● OBJECTIVE A:
According to the Tiny Metal review, which units are the only ones able to take over buildings?

Tiny Metal (PS4) Review

Back in the early 2000’s there were three games I played constantly on my Gameboy Advance; The Legend of Zelda: The Minish Cap, Final Fantasy Tactics and Advance Wars. The latter of which and its sequel, Black Hole Rising, would keep me company as I travel too and from work for many months. Fast forward to 2017 and the series seems all but dead, other than a re-release on the Wii U Virtual Console back in 2013 (which I also bought);  however, in comes Japanese studio Area35 and Untie, Sony Music’s new publishing company, with Tiny Metal. It would be unfair to call it a direct clone of Advance wars as Tiny Metal does try to do certain aspects in its own way whilst modernising the Nintendo classic. Let’s take a look and see if Tiny Metal is more Advance Wars or Advance Bores…

In Tiny metal, you take control of an army which is built up of various unit types, each unit has their own strengths and weaknesses. Soldiers (Rifles/Rocket Launchers) are both weak in terms of defence, yet strong against other soldiers/vehicles, respectively, and are the only units able to take over various buildings (Which allows you to build new units or gain money per-turn). Then we have Scout Vehicles and various tanks, who are also good against soldiers and vehicles respectively yet have much more oomph in their attacks, this is sometimes at the sacrifice of movement distance. Helicopters are also used in order to quickly traverse across the battleground and pack a punch against all ground units. The game inherits the same mechanic used in Advance wars and also games such as Pokemon or Rock-Paper-Scissors, there is always something better than something else, it’s just a case of choosing the right units for the right job.

The battlefield gets bigger as you progress through the campaign.


The campaign has you playing the role of Nathan Gries who is a lieutenant in the Artemisian army. A plane, which is carrying the Artemisian monarch, is shot down during flight and the blame instantly lies upon a nation known as Zipang, in turn, this triggers armed conflict and causes our forces to intervene. As you would expect in a game like this, nothing is what it seems and our protagonist goes through a few scenarios where he has conversations with various people which leads to him questioning whats happening and where his loyalties really lie. The story is engaging and kept me interested throughout my playthrough even though the game is entirely voiced in Japanese (apart from in-game one-liners) and subtitled in English. I would have loved for the game to receive an English dub but due to time and money constraints, and the fact it is just a small indie studio, I can kind of see why we only got the option for a Japanese dub.

● OBJECTIVE B:
Locate each line in the rows below that contains the word "tree", and copy those lines.

● RECORDS TO PROCESS:
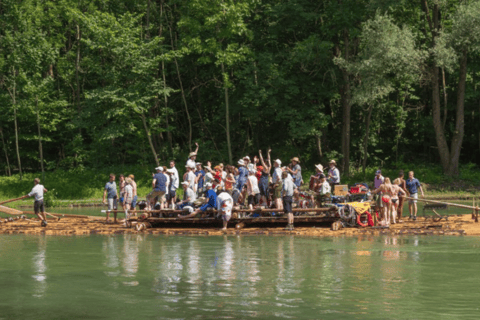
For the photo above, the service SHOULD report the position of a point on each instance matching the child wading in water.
* * *
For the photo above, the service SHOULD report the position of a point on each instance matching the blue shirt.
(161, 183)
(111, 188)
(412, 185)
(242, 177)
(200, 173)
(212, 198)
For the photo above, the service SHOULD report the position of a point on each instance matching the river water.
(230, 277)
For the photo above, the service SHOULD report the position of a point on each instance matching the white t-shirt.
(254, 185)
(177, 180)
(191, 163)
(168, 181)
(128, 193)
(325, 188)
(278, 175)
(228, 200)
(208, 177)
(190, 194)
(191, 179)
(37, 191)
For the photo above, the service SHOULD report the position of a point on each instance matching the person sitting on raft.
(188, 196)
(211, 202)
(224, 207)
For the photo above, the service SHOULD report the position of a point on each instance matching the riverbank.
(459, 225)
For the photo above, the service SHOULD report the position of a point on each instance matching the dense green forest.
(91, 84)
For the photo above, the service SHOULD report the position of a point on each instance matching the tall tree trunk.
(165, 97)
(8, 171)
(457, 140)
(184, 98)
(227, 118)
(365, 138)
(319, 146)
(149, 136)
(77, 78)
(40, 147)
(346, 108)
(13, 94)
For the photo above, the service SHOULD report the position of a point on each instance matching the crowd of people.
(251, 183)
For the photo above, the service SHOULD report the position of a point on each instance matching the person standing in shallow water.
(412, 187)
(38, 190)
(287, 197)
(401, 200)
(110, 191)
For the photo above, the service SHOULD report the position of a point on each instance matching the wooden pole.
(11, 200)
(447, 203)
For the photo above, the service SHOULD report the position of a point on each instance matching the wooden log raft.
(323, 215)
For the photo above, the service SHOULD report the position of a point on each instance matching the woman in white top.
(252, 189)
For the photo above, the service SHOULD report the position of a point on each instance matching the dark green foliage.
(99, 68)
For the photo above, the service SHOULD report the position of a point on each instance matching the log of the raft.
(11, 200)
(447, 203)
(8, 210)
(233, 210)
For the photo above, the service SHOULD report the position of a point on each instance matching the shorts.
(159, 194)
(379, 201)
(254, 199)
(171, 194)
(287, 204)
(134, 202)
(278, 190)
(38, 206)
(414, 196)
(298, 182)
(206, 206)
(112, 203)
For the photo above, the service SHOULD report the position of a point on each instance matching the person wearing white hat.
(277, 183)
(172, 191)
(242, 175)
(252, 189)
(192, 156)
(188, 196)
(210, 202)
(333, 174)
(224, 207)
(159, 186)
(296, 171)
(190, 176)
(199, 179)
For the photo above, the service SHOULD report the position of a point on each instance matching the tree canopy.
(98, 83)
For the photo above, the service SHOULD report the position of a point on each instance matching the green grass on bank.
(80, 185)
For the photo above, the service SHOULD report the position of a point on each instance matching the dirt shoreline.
--
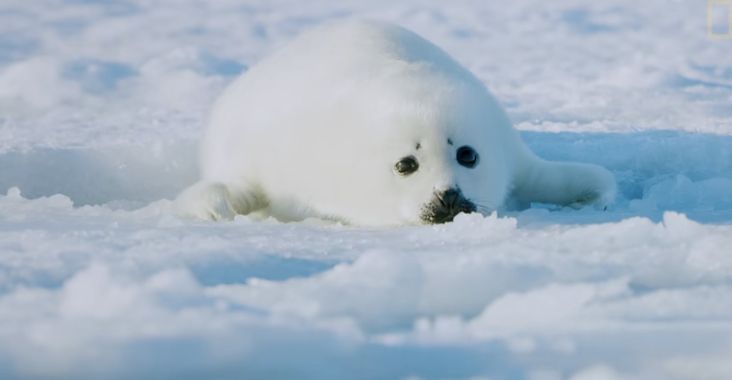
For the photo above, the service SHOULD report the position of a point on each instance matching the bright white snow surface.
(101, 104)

● COMPLETE ANSWER A:
Soldiers, meaning the rifle and rocket launcher units.

● COMPLETE ANSWER B:
For the photo above, the service SHOULD report the position of a point on each instance matching the tall tree trunk.
For the photo above, the service SHOULD report the position of a point on each instance matching the tree canopy.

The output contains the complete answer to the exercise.